● **What the task requires**: Reproduce exactly the span of lines beginning at the one with "Where can the geometric" and ending at the last line of the data below, omitting pictures.

==== Provided entries

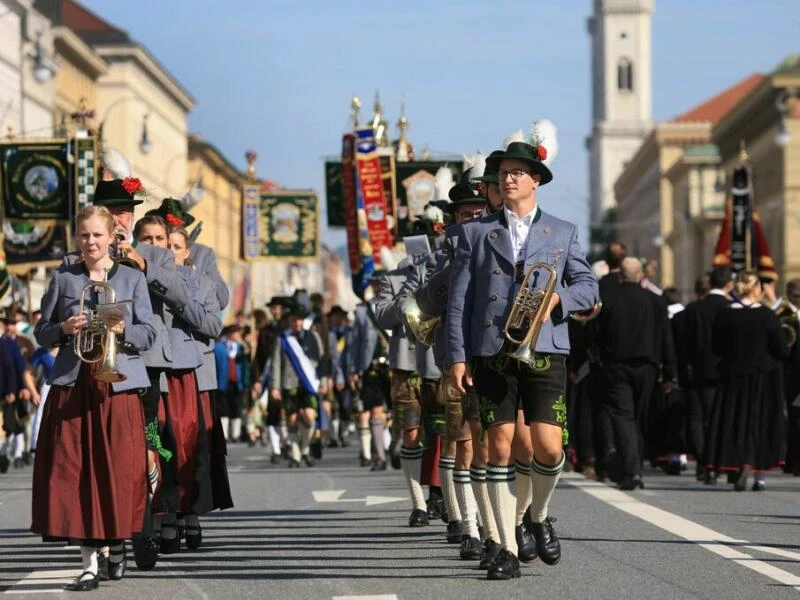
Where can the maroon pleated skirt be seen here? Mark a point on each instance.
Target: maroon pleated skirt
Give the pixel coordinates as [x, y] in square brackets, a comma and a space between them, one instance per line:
[90, 473]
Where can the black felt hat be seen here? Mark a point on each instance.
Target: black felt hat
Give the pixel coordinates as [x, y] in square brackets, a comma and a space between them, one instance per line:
[490, 173]
[118, 192]
[172, 212]
[533, 155]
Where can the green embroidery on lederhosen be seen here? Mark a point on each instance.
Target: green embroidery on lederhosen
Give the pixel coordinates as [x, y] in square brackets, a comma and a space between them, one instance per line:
[487, 408]
[560, 410]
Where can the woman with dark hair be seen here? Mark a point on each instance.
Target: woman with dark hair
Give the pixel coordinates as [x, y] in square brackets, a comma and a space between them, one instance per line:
[746, 432]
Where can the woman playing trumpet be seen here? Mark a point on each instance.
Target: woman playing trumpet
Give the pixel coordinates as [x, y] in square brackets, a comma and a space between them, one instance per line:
[90, 470]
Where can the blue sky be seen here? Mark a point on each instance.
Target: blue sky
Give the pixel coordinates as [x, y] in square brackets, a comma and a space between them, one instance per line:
[277, 76]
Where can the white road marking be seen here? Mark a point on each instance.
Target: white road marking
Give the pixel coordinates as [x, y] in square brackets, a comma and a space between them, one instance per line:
[373, 597]
[709, 539]
[336, 496]
[43, 582]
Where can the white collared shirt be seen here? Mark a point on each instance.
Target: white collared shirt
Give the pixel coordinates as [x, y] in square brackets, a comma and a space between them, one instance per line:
[519, 229]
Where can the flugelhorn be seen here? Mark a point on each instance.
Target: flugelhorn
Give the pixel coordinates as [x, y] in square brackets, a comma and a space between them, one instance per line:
[94, 342]
[527, 312]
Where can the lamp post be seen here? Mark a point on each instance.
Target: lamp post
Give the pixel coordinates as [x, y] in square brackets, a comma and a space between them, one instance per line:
[784, 103]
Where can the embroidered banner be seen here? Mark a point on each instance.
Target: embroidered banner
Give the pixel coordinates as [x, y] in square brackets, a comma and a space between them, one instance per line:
[34, 181]
[369, 185]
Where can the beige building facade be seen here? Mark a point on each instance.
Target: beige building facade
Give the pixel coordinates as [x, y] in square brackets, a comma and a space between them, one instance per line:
[671, 195]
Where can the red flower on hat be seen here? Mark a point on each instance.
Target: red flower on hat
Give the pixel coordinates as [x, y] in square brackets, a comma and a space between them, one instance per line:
[132, 185]
[174, 221]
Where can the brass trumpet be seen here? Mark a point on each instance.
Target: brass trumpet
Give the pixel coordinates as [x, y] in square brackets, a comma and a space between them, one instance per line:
[422, 325]
[94, 342]
[527, 312]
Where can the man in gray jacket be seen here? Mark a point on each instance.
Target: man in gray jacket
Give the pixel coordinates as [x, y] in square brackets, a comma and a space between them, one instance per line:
[491, 260]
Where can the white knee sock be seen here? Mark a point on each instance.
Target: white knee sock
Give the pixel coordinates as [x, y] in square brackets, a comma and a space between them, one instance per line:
[236, 427]
[306, 435]
[523, 490]
[275, 440]
[446, 468]
[500, 481]
[365, 436]
[477, 477]
[543, 481]
[466, 502]
[89, 559]
[411, 459]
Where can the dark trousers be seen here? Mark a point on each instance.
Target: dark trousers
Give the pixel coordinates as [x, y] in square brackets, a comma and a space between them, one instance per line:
[699, 400]
[629, 390]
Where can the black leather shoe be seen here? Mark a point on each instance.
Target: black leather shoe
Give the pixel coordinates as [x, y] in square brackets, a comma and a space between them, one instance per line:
[526, 543]
[454, 532]
[418, 518]
[471, 549]
[378, 465]
[505, 566]
[170, 545]
[145, 552]
[102, 567]
[547, 545]
[194, 536]
[116, 569]
[629, 483]
[83, 583]
[490, 551]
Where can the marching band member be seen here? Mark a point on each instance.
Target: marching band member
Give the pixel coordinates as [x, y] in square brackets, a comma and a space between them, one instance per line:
[202, 316]
[90, 473]
[489, 265]
[296, 382]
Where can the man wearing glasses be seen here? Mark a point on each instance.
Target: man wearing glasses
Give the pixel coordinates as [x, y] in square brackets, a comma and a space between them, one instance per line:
[491, 259]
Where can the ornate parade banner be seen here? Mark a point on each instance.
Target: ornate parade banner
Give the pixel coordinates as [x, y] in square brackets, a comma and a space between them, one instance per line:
[369, 185]
[359, 248]
[34, 180]
[280, 225]
[85, 150]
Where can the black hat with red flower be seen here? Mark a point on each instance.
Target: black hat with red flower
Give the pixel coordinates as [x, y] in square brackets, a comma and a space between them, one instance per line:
[119, 192]
[172, 212]
[533, 155]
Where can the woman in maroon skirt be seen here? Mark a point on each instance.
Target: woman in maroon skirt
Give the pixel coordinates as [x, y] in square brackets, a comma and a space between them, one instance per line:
[90, 470]
[747, 428]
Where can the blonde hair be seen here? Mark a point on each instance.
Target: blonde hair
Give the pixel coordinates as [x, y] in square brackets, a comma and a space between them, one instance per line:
[96, 211]
[745, 283]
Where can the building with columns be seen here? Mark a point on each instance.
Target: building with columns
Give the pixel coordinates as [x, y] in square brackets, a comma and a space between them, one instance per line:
[621, 41]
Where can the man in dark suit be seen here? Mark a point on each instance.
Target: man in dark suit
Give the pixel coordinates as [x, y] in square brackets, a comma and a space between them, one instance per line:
[634, 340]
[701, 363]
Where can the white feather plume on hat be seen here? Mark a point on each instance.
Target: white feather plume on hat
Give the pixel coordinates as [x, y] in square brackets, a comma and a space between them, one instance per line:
[544, 132]
[517, 136]
[443, 181]
[115, 164]
[476, 162]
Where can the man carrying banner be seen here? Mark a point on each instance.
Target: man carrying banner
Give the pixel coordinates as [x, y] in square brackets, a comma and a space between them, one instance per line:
[295, 382]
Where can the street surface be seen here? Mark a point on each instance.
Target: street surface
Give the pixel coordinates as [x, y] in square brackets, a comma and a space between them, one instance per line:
[337, 531]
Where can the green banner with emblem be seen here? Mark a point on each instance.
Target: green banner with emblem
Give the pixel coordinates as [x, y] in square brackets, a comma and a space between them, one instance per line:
[35, 180]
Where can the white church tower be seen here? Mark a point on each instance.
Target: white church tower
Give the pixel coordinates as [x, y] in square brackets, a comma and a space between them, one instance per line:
[620, 31]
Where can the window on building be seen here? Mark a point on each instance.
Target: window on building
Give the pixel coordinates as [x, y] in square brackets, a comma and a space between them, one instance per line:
[625, 75]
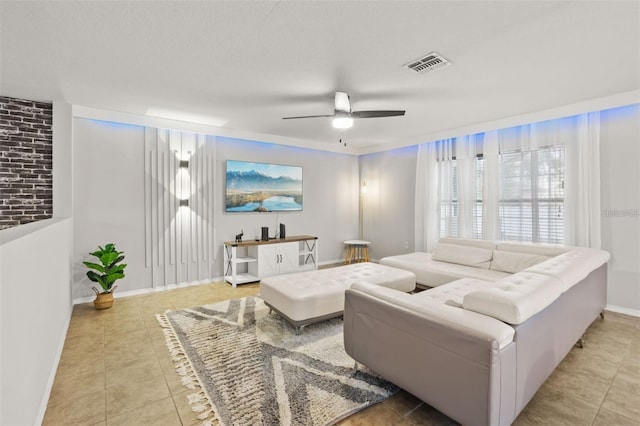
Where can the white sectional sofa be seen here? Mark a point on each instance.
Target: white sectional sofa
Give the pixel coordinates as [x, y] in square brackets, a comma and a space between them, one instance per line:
[499, 318]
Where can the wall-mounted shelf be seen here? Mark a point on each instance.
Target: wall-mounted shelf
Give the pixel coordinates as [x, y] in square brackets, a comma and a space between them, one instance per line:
[267, 258]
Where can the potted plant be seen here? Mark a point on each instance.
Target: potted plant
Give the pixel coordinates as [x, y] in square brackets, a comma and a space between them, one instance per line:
[105, 273]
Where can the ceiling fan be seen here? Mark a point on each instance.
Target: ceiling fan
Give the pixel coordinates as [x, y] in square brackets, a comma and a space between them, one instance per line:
[343, 116]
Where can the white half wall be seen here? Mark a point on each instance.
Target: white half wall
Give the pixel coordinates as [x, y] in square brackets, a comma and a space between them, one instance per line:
[620, 204]
[35, 308]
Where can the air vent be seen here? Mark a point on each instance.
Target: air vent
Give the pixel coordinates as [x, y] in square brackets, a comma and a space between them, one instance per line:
[431, 62]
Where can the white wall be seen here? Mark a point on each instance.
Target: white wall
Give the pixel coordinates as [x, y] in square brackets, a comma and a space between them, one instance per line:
[330, 196]
[35, 293]
[35, 308]
[389, 214]
[109, 194]
[620, 203]
[388, 205]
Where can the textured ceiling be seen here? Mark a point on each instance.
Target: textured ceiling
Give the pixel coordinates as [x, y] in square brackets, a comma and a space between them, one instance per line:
[245, 65]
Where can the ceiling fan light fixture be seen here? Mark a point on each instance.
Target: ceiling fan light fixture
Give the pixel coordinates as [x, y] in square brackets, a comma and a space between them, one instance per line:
[342, 122]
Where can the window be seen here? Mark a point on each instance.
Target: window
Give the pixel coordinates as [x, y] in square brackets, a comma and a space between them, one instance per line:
[531, 196]
[449, 205]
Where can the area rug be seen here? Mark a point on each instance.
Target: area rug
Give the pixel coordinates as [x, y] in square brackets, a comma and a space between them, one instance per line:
[249, 367]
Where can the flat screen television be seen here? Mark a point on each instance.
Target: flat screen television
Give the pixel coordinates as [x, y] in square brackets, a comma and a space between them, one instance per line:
[262, 187]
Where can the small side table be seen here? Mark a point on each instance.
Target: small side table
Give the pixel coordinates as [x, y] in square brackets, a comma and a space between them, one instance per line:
[356, 251]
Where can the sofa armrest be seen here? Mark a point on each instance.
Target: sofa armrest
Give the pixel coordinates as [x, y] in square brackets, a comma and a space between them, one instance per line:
[457, 368]
[472, 323]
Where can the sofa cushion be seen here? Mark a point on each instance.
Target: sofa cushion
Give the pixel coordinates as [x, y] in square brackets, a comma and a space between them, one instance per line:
[512, 262]
[573, 266]
[463, 255]
[471, 242]
[432, 273]
[516, 298]
[453, 293]
[534, 248]
[458, 319]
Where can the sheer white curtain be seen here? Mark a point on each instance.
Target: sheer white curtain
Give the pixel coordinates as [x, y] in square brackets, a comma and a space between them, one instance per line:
[540, 182]
[491, 187]
[466, 185]
[582, 183]
[434, 173]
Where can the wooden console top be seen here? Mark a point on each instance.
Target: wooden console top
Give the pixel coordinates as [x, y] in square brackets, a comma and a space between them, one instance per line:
[246, 243]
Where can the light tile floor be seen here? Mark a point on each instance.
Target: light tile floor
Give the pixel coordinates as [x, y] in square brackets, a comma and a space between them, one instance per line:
[115, 369]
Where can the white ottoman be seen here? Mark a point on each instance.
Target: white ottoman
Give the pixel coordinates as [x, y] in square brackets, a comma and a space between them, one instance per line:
[307, 297]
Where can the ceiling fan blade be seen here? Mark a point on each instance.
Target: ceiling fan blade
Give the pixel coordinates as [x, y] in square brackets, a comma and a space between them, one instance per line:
[374, 114]
[307, 116]
[342, 102]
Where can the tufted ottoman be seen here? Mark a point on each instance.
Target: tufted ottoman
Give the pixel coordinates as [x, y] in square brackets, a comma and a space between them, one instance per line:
[307, 297]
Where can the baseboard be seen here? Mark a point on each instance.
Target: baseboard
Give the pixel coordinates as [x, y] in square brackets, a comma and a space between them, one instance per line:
[54, 369]
[150, 290]
[620, 310]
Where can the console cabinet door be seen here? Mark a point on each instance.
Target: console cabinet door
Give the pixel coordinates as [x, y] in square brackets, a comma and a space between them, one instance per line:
[288, 258]
[275, 259]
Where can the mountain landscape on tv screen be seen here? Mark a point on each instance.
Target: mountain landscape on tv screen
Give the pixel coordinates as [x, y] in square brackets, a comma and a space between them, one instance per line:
[255, 191]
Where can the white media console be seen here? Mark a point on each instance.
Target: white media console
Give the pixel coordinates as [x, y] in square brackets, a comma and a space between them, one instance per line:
[261, 259]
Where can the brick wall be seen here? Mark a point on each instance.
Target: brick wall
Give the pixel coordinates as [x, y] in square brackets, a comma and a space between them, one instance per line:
[26, 159]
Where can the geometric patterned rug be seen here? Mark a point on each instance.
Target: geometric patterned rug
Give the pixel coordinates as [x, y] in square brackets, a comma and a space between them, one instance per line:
[248, 367]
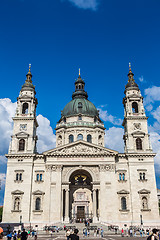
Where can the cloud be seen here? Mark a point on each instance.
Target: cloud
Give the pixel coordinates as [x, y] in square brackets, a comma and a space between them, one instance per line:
[46, 138]
[141, 79]
[151, 95]
[86, 4]
[108, 117]
[114, 139]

========

● **Completed task**:
Where can the geometric patterned rug be seen here? Mark a point on each instance.
Target: geometric patterned rug
Give the pixel coordinates as [x, y] in square brackets, a comma and a space between them, one instance per line:
[248, 367]
Where can the cloud be seen here? Mark a point on each instance.
Target: cloud
Give the pixel coordinates as [x, y] in square brackets, a comma and a space between them, one instance per line:
[46, 138]
[141, 79]
[151, 95]
[86, 4]
[108, 117]
[114, 139]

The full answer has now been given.